::: Supplied records :::

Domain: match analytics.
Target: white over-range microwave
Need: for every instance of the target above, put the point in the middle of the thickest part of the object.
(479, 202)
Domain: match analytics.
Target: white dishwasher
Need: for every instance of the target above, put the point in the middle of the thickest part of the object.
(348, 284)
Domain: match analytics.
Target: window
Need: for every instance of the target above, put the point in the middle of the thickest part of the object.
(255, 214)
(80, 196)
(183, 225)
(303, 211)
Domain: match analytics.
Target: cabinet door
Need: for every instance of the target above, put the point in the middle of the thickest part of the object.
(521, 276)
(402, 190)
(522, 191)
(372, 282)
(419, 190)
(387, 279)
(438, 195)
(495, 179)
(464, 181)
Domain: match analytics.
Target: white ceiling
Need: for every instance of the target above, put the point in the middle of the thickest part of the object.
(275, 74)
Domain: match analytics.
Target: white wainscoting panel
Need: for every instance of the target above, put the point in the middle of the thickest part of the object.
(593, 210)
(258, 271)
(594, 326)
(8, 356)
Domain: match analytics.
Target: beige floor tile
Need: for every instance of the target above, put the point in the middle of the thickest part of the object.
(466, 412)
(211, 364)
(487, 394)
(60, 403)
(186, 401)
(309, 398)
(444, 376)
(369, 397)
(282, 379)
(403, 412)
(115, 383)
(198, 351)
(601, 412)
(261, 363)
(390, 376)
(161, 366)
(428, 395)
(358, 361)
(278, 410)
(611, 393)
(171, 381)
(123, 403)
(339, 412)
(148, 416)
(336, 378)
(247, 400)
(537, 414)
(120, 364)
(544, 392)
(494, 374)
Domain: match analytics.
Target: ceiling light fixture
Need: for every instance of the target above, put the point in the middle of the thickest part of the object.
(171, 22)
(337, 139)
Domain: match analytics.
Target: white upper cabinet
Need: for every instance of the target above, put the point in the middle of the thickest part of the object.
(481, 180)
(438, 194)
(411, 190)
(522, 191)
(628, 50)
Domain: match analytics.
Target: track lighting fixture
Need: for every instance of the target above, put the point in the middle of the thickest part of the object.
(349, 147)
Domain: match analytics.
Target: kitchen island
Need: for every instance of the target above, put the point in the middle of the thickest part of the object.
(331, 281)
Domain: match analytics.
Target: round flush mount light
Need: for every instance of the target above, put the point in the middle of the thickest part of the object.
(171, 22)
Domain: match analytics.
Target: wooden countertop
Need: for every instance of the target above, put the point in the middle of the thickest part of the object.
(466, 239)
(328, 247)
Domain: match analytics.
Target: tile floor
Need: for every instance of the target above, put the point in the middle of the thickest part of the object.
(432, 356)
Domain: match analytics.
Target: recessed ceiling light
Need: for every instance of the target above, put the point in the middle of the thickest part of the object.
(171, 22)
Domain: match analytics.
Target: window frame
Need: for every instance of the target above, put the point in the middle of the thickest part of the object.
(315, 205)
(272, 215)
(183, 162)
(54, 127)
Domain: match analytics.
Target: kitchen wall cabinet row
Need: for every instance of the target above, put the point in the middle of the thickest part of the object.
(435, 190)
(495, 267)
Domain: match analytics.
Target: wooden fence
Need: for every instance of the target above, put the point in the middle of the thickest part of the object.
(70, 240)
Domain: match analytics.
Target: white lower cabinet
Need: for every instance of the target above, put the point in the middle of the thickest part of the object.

:::

Work item
Which lines above include the word "floor"? Show each one.

Task solution
Target: beige floor tile
Target: tile floor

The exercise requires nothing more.